TASK STATEMENT »
Keep only the lines of the records below that contain the string "coat", copying each one in full. Matches are case-sensitive.

— Start of PROVIDED RECORDS —

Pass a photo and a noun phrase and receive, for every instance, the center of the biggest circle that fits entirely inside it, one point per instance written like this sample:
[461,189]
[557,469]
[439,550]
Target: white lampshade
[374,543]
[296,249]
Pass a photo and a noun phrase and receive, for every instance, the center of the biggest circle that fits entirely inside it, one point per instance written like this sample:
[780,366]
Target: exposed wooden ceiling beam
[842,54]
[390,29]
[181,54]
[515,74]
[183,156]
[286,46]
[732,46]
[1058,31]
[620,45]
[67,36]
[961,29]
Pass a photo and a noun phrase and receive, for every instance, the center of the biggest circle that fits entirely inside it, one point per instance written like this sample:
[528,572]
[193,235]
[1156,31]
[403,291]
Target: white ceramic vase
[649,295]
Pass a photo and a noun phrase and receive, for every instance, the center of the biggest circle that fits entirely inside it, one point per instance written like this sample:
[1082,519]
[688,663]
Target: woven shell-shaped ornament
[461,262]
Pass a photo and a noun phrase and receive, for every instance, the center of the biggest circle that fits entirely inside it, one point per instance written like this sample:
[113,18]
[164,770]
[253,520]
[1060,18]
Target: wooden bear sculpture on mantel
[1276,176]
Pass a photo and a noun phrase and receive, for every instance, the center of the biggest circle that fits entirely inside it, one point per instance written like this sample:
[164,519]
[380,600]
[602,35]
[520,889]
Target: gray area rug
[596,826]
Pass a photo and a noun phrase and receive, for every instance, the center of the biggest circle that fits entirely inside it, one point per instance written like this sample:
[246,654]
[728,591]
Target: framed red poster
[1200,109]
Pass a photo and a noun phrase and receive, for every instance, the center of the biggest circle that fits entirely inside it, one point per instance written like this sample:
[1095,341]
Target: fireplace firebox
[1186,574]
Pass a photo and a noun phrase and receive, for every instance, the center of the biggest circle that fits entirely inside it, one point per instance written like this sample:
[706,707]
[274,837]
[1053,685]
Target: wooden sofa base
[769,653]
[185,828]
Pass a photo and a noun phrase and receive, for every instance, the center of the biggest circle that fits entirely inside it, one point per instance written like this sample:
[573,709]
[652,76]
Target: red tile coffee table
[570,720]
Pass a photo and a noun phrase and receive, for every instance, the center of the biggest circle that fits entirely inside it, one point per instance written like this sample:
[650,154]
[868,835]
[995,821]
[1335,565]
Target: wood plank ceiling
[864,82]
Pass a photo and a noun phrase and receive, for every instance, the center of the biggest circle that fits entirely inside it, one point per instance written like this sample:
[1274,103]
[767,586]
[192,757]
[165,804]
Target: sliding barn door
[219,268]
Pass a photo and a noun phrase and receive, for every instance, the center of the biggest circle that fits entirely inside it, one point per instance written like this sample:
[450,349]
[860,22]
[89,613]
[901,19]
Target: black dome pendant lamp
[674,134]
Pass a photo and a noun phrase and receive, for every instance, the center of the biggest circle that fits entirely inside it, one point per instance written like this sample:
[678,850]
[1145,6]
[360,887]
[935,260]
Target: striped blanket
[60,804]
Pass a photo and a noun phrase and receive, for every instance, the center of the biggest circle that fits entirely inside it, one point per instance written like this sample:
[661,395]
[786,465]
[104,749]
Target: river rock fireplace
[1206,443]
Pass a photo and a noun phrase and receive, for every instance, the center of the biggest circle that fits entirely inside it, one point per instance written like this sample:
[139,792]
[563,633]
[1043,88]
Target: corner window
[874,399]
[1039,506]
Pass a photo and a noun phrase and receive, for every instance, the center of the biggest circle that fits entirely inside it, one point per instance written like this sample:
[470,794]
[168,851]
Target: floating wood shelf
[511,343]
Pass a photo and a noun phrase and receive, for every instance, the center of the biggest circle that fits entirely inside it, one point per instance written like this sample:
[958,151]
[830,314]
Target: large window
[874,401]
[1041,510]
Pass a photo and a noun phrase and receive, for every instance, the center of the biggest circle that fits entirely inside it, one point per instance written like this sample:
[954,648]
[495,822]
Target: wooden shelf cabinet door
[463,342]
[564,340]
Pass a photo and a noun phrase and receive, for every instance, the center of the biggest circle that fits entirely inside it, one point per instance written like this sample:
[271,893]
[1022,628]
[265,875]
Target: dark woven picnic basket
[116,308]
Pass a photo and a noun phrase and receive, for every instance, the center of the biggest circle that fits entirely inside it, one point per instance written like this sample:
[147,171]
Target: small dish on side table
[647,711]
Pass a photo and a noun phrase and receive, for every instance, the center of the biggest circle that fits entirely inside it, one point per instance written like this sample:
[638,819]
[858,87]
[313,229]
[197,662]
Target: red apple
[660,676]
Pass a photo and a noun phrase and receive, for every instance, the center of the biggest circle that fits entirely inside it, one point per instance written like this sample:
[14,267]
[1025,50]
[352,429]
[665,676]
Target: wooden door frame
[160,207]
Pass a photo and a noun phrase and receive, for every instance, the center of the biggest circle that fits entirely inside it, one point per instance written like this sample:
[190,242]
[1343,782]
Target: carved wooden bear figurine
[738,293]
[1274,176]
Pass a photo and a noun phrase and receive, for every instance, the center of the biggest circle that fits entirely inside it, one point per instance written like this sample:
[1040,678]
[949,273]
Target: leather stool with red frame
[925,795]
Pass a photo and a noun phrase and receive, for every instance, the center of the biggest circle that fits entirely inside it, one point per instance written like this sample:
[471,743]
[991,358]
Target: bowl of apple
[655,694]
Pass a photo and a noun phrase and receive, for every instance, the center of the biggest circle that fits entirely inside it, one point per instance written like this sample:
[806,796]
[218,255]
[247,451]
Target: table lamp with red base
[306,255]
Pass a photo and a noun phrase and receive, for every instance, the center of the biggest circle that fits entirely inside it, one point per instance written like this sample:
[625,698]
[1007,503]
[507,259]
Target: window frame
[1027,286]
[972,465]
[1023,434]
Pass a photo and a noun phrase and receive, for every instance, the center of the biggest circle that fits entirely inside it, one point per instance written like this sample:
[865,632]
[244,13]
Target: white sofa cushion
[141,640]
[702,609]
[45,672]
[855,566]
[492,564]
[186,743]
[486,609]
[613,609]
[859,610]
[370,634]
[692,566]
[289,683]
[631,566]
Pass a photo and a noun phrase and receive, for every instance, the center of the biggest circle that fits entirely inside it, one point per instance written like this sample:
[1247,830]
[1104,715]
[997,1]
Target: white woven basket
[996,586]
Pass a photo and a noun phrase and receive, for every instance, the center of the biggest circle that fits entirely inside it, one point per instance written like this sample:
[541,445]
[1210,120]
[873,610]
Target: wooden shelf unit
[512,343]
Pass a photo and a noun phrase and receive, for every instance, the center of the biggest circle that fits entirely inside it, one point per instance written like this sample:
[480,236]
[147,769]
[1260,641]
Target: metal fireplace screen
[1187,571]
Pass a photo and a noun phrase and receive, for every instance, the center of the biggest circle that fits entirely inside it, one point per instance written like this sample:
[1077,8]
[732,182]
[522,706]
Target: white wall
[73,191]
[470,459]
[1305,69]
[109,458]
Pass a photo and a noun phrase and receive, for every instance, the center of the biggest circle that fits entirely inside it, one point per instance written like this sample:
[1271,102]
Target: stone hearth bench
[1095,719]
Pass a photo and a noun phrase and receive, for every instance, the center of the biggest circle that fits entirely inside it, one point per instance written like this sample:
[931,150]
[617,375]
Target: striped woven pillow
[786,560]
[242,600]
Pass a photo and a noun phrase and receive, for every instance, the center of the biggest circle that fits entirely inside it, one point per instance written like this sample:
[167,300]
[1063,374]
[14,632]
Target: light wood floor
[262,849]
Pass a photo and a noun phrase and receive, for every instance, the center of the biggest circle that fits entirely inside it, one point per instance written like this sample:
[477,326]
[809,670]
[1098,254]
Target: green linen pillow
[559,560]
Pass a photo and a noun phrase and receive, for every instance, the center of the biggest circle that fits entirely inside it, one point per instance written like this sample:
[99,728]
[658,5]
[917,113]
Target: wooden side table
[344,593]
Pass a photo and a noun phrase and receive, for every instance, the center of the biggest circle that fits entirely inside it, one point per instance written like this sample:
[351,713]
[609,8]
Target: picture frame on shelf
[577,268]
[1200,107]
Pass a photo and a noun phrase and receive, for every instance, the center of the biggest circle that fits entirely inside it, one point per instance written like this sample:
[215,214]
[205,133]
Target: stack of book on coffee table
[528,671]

— End of PROVIDED RECORDS —
— Start of PROVIDED RECORDS —

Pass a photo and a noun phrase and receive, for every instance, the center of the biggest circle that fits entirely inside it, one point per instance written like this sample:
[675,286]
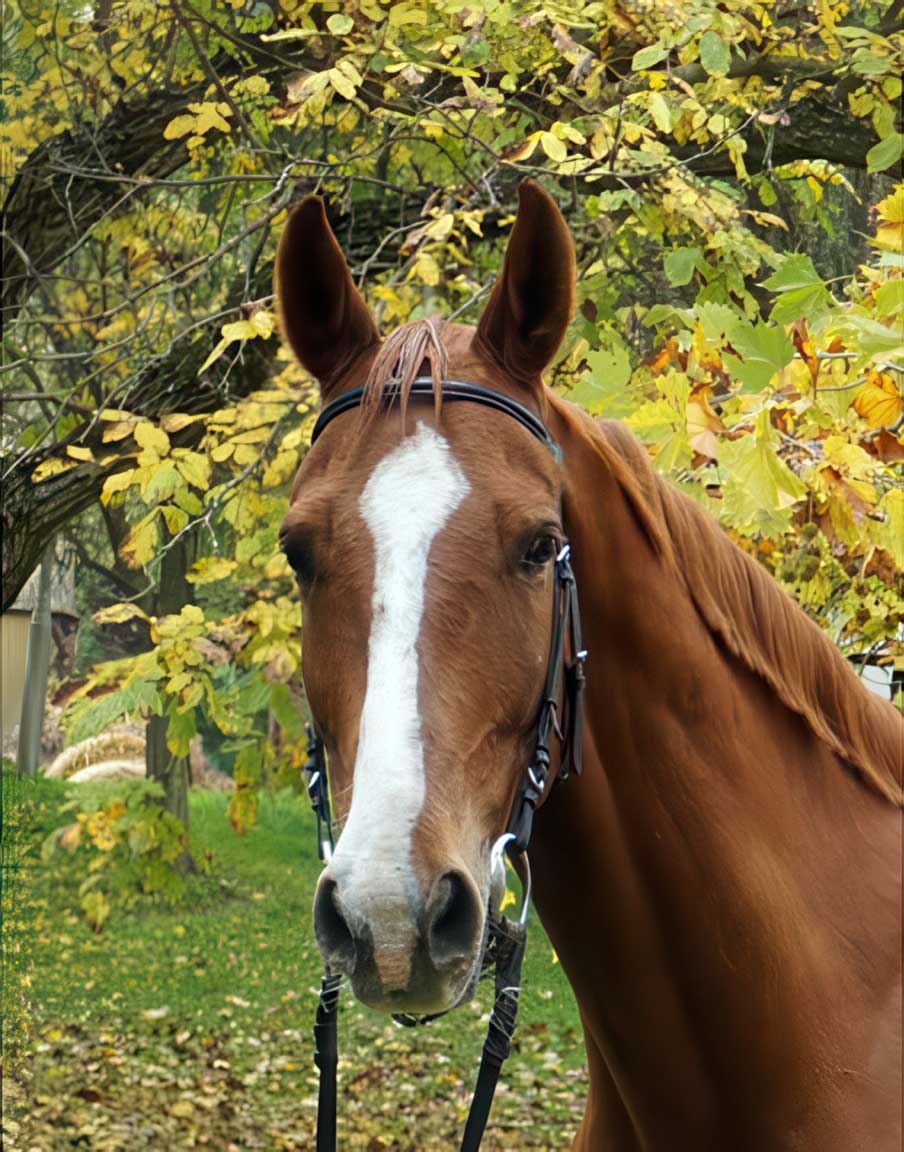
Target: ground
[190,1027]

— End of PROVIDED RECORDS —
— Start of PROVIDED RECORDS —

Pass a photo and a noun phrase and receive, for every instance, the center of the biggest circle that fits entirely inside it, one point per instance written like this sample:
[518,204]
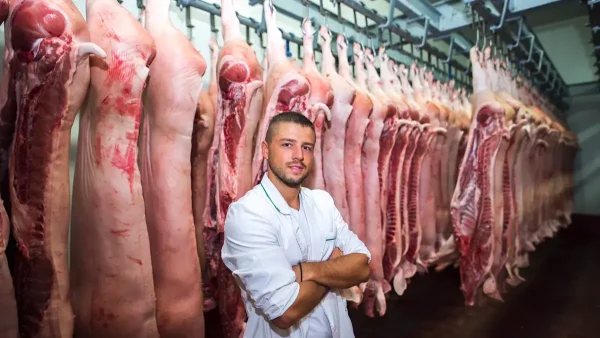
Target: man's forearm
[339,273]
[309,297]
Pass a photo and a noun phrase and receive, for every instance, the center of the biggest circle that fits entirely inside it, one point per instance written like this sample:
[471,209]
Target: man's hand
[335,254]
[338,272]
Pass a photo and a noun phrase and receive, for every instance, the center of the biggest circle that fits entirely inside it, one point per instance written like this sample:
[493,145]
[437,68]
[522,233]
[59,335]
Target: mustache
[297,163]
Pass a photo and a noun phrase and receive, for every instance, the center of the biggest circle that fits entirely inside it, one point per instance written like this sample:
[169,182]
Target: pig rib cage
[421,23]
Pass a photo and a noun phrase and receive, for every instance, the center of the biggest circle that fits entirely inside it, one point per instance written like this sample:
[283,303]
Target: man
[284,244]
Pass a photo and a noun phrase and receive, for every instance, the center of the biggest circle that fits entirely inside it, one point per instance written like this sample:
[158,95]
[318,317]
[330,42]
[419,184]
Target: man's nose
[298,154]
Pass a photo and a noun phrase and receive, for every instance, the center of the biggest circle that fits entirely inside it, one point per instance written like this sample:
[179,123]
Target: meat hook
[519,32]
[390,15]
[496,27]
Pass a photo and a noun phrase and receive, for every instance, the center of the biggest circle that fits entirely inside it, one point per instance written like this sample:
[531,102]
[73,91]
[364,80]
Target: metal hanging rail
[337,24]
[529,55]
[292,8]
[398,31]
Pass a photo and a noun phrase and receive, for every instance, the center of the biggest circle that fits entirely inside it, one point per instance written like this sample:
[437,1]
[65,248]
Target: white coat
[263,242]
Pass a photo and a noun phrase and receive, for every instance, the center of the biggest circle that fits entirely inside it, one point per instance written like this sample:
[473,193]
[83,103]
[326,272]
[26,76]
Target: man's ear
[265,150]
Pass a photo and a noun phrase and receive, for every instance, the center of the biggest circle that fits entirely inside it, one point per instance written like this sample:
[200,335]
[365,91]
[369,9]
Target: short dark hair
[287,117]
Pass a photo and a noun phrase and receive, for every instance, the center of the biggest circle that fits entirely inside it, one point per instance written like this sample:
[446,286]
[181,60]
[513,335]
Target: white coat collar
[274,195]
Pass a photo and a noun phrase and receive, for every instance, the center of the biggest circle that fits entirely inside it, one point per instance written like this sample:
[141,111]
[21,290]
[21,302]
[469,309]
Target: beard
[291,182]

— End of PROVIDED RECORDS —

RESPONSE »
Target: white coat
Target: white coat collar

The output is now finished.